DATA FOR ANALYSIS Block Start

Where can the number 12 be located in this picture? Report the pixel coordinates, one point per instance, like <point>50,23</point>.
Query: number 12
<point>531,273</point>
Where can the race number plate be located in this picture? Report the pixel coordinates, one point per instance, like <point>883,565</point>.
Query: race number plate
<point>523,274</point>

DATA FOR ANALYSIS Block End

EXERCISE DETAILS:
What is needed is a word-for-word copy of the records.

FINAL ANSWER:
Where can the number 12 be located in this picture? Report the pixel coordinates, one point per instance, like <point>50,23</point>.
Query: number 12
<point>531,273</point>
Where can the race number plate be located in this picture? Report the pixel coordinates, one point per instance, like <point>883,565</point>.
Query: race number plate
<point>523,274</point>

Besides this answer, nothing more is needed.